TEXTO EXTRAÍDO.

=====

Não se tornaram nossas penitências, apenas rigores externos? Orgulhamo-nos de não comer carne durante quarenta dias, pois assim fizemos durante toda uma vida de tradição quaresmal… De algum modo privamo-nos daquilo que achamos importante para testar nosso autocontrole; ou ainda para unir o útil ao agradável, como fazer uma dieta, por exemplo, cortando o refrigerante. E como a quaresma, nossas penitências e jejuns duram apenas quarenta dias; um breve instante, talvez incapaz de criar em nós um hábito profundo. Indiscutível é certamente o quanto se mede nesse tempo a temperança, o autocontrole, mas isso ainda não será tudo.
E é para outro sentido que nos aponta a liturgia de hoje. De fato, para a penitência; para a justiça, o jejum e a oração, mas não para práticas marcadas pela exterioridade. Será preciso dar mais um passo, pois não agrada a Deus que nossos lábios o proclamem, enquanto nosso coração estiver distante dele (Mt 15, 8; Is 29, 13). Não lhe agrada tampouco que joguemos cinza sobre nossas cabeças, ou que rasguemos nossas vestes, se nosso coração não se abrir totalmente (Is 58, 5s). Ou ainda: não bastarão as esmolas de nossas mãos, se elas não nascerem de nossa verdadeira atenção aos outros (Am 4, 6).
Não é disso que nos fala o profeta Joel: voltar-se para Deus, converter-se, de coração, não em penitências puramente externas? Rasgar o coração! Mesmo chorar, pois não são as lágrimas, preces mais autênticas do que muitos palavreados vazios? Ou como reza o salmista: “criai em mim um coração que seja puro, dai-me um espírito decidido”. Não é o que devíamos procurar; não seria essa a melhor penitência nesse tempo favorável?

=====

REGISTROS DE DADOS.
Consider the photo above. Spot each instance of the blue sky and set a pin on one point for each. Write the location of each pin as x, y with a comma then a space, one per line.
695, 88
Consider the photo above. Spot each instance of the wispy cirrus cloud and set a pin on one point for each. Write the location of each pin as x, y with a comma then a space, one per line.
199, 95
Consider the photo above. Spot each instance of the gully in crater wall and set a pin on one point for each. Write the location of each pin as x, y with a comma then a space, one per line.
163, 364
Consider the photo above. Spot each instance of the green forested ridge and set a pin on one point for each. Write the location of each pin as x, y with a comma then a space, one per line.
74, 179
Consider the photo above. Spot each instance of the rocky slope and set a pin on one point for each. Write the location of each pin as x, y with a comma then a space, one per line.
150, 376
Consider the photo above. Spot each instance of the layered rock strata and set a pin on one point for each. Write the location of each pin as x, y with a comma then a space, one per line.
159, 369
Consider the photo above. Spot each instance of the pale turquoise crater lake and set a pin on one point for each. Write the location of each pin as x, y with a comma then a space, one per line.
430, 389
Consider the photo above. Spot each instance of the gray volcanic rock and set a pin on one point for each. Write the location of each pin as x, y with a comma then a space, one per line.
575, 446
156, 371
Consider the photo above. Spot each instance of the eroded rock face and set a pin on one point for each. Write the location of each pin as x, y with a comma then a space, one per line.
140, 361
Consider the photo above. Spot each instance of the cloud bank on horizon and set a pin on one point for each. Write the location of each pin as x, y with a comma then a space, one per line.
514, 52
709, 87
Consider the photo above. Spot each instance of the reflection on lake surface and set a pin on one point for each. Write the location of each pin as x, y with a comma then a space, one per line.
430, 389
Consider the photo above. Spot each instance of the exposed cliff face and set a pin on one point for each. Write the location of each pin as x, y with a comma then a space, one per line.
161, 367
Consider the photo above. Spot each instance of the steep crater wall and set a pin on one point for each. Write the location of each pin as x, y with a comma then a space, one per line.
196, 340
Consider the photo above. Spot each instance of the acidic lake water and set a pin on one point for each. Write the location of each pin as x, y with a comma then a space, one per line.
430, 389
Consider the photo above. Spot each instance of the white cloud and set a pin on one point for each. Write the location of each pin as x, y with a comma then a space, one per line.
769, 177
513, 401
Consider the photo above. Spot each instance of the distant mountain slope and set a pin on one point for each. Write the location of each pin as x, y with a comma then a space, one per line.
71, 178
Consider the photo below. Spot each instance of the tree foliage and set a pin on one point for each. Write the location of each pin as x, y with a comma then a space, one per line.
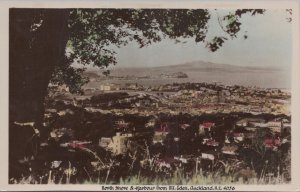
95, 33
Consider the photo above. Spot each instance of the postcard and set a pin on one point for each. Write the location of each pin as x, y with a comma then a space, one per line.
150, 95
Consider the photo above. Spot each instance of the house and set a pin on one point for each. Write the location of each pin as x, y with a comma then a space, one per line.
229, 149
209, 155
104, 142
206, 126
120, 143
238, 137
109, 87
184, 126
121, 125
210, 142
275, 125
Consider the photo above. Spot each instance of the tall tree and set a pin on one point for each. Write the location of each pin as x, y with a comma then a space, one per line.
39, 39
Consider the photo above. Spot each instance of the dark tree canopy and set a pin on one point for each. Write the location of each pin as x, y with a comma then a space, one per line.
93, 34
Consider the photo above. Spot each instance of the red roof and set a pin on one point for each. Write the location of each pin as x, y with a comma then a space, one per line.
184, 126
268, 143
163, 128
207, 125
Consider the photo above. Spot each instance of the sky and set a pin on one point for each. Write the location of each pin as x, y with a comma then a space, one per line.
269, 44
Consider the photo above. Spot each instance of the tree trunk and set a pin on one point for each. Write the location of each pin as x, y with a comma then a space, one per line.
32, 58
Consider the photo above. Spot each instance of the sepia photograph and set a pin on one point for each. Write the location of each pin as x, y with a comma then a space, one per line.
159, 98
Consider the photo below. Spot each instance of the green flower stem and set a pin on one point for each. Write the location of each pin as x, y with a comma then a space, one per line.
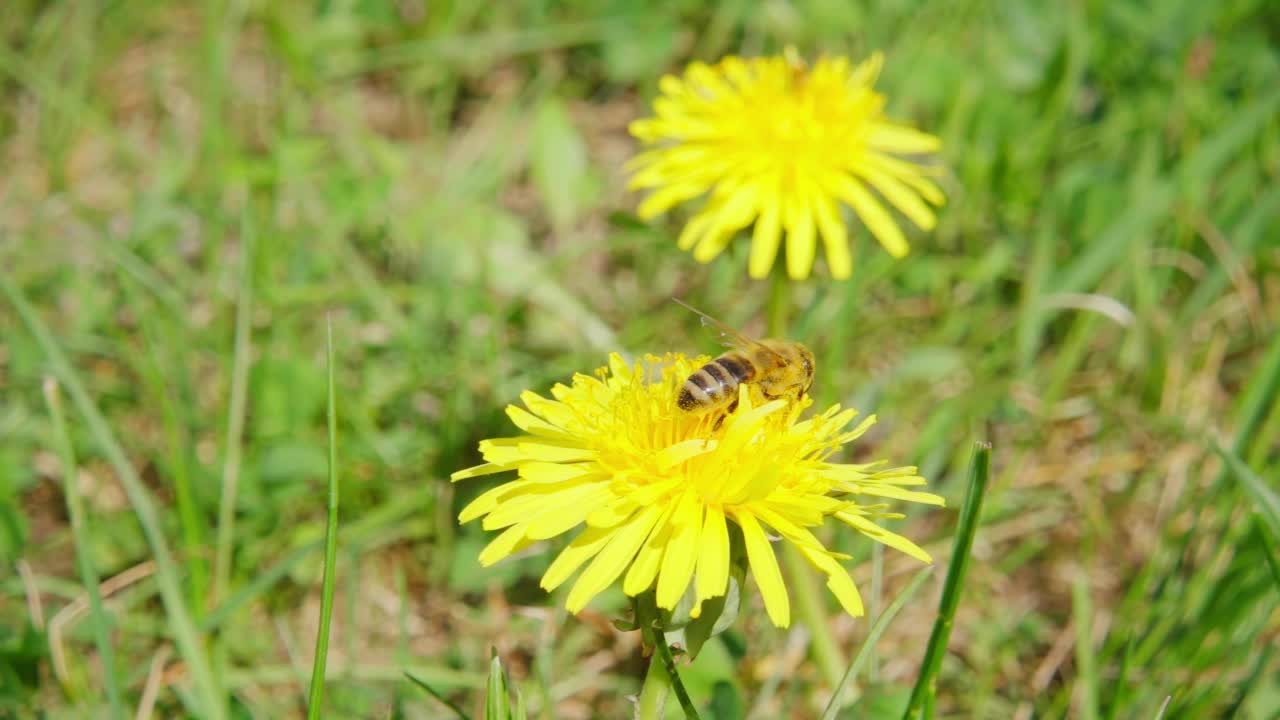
662, 675
653, 695
804, 584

=====

SEU OBJETIVO. Atualize o texto sobre a penitência quaresmal, reproduzindo tudo desde "E é para outro" até "outros (Am 4, 6).", com "esmolas" substituído por "ofertas". Baseie-se apenas no texto sobre a penitência quaresmal.

RESPOSTA AO EXERCÍCIO.
E é para outro sentido que nos aponta a liturgia de hoje. De fato, para a penitência; para a justiça, o jejum e a oração, mas não para práticas marcadas pela exterioridade. Será preciso dar mais um passo, pois não agrada a Deus que nossos lábios o proclamem, enquanto nosso coração estiver distante dele (Mt 15, 8; Is 29, 13). Não lhe agrada tampouco que joguemos cinza sobre nossas cabeças, ou que rasguemos nossas vestes, se nosso coração não se abrir totalmente (Is 58, 5s). Ou ainda: não bastarão as ofertas de nossas mãos, se elas não nascerem de nossa verdadeira atenção aos outros (Am 4, 6).